Continue the excerpt on data processing obligations below, starting after its final sentence about notice of a Personal Data Breach.

▶ _Excerpt_:
** Begin **

3.6 Data Subject Requests. As between the parties, Company shall be responsible for addressing all Data Subject Requests. Nuance shall promptly notify Company if Nuance receives a request from a Data Subject to exercise his or her Data Subject’s rights. Taking into account the nature of the Processing and insofar as possible, Nuance shall assist Company by appropriate technical and organization measures in fulfilment of Company’s obligations to respond to said Data Subject Request under Data Protection Laws and Regulations. To the extent legally permitted, Company shall be responsible for any costs arising from Nuance’s provision of such assistance.

3.7 Notice of Personal Data Breach. Nuance maintains an Incident Management Policy and shall notify Company within 48 hours of any breach of security leading to the accidental or unlawful destruction, loss, alteration, unauthorized disclosure of, or access to Company’s Personal Data within Supplier’s scope of responsibility by any of its staff, sub-processors or any other identified or unidentified third party (a “Personal Data Breach”) after Nuance becomes aware with a reasonable degree of certainty that such Personal Data Breach has occurred.

** End **

▶ _Extracted information_:

** Begin **

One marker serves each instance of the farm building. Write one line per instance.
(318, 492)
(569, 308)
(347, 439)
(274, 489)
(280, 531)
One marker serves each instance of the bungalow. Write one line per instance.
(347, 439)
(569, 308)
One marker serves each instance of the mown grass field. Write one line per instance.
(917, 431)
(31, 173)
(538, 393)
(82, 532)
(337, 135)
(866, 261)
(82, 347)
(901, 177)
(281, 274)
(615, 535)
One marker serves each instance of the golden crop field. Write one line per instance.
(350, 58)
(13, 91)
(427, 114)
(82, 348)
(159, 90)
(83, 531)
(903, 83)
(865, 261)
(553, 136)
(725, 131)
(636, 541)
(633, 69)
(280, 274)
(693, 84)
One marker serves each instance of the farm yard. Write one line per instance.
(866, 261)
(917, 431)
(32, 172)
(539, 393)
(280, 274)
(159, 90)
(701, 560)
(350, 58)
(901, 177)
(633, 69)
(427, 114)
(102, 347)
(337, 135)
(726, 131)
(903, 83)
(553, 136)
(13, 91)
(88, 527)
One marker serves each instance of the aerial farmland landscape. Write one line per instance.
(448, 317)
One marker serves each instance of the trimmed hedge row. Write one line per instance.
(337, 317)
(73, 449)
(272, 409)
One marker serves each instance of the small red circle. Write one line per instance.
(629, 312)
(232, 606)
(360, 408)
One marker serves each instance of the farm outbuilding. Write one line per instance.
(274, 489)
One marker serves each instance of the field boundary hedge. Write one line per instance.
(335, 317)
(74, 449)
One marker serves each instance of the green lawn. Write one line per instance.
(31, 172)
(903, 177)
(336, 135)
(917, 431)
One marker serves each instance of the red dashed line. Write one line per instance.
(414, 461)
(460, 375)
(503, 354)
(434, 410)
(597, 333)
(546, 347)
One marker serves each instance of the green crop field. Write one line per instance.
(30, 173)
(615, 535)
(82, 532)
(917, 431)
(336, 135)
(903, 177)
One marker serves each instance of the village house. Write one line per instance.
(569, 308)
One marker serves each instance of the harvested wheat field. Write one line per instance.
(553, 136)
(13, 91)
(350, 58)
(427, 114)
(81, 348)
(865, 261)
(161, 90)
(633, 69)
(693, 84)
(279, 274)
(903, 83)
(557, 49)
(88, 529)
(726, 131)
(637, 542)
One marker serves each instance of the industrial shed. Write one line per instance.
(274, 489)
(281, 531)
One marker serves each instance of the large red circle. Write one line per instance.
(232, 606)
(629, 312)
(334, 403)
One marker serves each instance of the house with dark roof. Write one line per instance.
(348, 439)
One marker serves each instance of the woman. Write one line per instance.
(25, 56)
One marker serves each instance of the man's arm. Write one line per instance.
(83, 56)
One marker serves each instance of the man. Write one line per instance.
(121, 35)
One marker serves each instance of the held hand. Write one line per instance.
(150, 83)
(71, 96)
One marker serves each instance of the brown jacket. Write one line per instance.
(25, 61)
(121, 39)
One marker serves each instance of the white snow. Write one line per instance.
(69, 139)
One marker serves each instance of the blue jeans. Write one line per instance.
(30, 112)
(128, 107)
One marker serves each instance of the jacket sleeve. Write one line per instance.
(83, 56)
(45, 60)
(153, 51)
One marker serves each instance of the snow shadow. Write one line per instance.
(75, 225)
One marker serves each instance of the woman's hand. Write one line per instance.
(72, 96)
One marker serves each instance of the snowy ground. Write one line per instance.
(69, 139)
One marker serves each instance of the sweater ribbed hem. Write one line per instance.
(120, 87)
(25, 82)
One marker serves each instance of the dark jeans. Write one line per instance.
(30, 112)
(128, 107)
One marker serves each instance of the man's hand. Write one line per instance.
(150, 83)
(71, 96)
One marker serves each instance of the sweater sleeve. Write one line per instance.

** End **

▶ _Answer to the problem_:
In the event of a Personal Data Breach, Nuance shall make reasonable efforts to identify the cause of such Personal Data Breach and take reasonable steps as Nuance deems necessary and reasonable under industry standards, in order to remediate the cause of such breach to the extent the remediation is within Nuance’s reasonable control, in fulfilling Company’s obligation under GDPR Article 33 or other applicable law or regulation. Nuance shall not be responsible for incidents that are caused by Company or Company’s end users.

3.8 Deletion of Personal Data. Upon Company’s written request, or as reasonably practicable following the termination of this Agreement or the Main Agreement, Nuance shall delete all Personal Data, except to the extent applicable law requires Nuance to continue to store the Personal Data. Company acknowledges that Nuance’s deletion of Personal Data represents compliance with any legal obligation to return Personal Data to Company.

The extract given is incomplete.